- **Objectif**: Recopiez intégralement, mot pour mot, l'extrait consacré au jeu de rôle collaboratif.

___ Extrait ___

ANDY : Employez-vous des sortes d'outils pour faciliter le jeu de rôle
collaboratif ? (peut-être des feuilles de personnage spéciales, des feuilles
de groupe, etc…)
IAN : Les feuilles de personnage sont les feuilles de base pour le système
auquel nous jouons. J'ai créé quelques feuilles de " préparation "
pour des scènes, pour aider chacun à voir ce qui se passait.
Mais je ne pense pas que cela soit vraiment utile, mieux vaut laisser les choses
se faire d'elles-mêmes. En outre les cartes, les illustrations et accessoires
sont aussi utiles qu'ils le sont dans n'importe quel jeu. L'avantage avec CoRP.
est quiconque se sent inspiré peut les faire.
ANDY : Quand avez vous expérimenté le jeu de rôle collaboratif pour la
première fois ?
IAN : L'ossature de CoRP a été conçue en 1997 en deux heures sur le chemin de
retour d'une journée de jeu de rôle. Je discutais avec le MJ au sujet de la
manière que nos parties avaient fonctionné. Nous avons remarqué que c'était
mieux quand les responsabilités d'interprétation des jets de dés étaient
données au joueur. Ce cheminement de pensée s'est développé jusqu'à
disséquer ce que faisait réellement un MJ, et se poser alors la question :
pourquoi tout le monde ne peut-il pas le faire ?
ANDY : Comment vos efforts ont-ils été reçus de prime abord par les personnes
avec qui vous jouiez ?

___ Données fournies ___

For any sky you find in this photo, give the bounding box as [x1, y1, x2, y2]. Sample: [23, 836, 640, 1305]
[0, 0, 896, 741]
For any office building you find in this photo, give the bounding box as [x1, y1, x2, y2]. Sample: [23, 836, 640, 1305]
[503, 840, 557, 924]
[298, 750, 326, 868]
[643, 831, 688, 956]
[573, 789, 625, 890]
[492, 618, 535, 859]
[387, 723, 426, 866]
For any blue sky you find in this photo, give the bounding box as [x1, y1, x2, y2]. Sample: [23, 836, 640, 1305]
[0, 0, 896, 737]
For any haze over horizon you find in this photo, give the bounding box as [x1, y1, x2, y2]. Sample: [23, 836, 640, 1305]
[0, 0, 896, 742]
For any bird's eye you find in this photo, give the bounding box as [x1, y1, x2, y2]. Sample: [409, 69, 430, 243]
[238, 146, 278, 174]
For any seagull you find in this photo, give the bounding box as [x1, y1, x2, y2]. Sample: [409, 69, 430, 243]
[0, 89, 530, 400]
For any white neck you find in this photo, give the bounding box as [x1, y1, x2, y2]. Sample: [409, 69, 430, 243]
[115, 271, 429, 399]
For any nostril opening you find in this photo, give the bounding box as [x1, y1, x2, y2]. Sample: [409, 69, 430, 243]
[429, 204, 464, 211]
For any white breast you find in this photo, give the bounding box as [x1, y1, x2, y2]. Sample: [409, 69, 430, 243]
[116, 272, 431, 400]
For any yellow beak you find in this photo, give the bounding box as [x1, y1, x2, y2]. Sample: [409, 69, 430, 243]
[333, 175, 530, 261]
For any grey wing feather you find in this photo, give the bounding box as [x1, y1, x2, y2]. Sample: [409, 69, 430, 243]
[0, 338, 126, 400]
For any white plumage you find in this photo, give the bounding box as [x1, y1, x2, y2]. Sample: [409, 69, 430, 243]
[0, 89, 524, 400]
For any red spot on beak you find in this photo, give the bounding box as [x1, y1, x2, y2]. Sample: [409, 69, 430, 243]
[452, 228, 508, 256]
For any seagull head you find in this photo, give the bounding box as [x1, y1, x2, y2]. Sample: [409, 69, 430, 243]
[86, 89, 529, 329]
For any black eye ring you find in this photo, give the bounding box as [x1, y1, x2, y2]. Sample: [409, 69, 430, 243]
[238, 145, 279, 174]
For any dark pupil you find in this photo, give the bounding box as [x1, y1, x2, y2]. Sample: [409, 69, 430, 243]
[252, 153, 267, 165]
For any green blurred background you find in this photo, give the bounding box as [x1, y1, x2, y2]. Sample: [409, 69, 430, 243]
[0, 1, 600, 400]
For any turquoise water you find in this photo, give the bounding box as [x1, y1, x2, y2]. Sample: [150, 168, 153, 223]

___
___ Données fournies ___

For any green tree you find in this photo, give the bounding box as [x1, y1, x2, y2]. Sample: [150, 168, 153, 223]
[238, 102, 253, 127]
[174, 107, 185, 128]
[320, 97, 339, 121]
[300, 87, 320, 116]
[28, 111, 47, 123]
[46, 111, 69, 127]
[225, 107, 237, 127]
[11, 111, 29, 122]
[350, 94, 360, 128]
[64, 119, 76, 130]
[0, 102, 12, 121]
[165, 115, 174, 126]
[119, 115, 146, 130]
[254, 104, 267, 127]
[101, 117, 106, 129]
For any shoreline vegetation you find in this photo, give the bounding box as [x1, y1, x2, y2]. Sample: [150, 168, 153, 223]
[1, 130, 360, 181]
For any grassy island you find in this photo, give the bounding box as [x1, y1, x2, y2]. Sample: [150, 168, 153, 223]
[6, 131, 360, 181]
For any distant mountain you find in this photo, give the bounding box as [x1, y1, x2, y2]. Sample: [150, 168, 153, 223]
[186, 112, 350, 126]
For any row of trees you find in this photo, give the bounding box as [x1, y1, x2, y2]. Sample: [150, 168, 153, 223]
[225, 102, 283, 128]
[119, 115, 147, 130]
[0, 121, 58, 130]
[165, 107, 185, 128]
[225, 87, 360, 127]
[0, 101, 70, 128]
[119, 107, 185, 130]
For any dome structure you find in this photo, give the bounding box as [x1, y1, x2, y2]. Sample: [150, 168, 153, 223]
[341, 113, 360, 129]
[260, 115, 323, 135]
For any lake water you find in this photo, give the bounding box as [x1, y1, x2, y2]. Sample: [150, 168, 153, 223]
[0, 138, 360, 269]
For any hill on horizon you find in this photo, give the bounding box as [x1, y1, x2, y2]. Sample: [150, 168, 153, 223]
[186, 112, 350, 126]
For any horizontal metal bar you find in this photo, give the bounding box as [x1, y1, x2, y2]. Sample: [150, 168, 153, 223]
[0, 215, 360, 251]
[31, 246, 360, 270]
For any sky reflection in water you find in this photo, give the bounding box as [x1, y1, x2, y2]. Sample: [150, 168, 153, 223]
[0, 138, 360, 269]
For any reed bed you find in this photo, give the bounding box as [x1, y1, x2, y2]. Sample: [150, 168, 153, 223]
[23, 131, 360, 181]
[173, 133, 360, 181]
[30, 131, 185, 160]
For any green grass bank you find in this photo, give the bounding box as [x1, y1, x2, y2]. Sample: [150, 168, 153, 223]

___

- **Résultat attendu**:
ANDY : Employez-vous des sortes d'outils pour faciliter le jeu de rôle
collaboratif ? (peut-être des feuilles de personnage spéciales, des feuilles
de groupe, etc…)
IAN : Les feuilles de personnage sont les feuilles de base pour le système
auquel nous jouons. J'ai créé quelques feuilles de " préparation "
pour des scènes, pour aider chacun à voir ce qui se passait.
Mais je ne pense pas que cela soit vraiment utile, mieux vaut laisser les choses
se faire d'elles-mêmes. En outre les cartes, les illustrations et accessoires
sont aussi utiles qu'ils le sont dans n'importe quel jeu. L'avantage avec CoRP.
est quiconque se sent inspiré peut les faire.
ANDY : Quand avez vous expérimenté le jeu de rôle collaboratif pour la
première fois ?
IAN : L'ossature de CoRP a été conçue en 1997 en deux heures sur le chemin de
retour d'une journée de jeu de rôle. Je discutais avec le MJ au sujet de la
manière que nos parties avaient fonctionné. Nous avons remarqué que c'était
mieux quand les responsabilités d'interprétation des jets de dés étaient
données au joueur. Ce cheminement de pensée s'est développé jusqu'à
disséquer ce que faisait réellement un MJ, et se poser alors la question :
pourquoi tout le monde ne peut-il pas le faire ?
ANDY : Comment vos efforts ont-ils été reçus de prime abord par les personnes
avec qui vous jouiez ?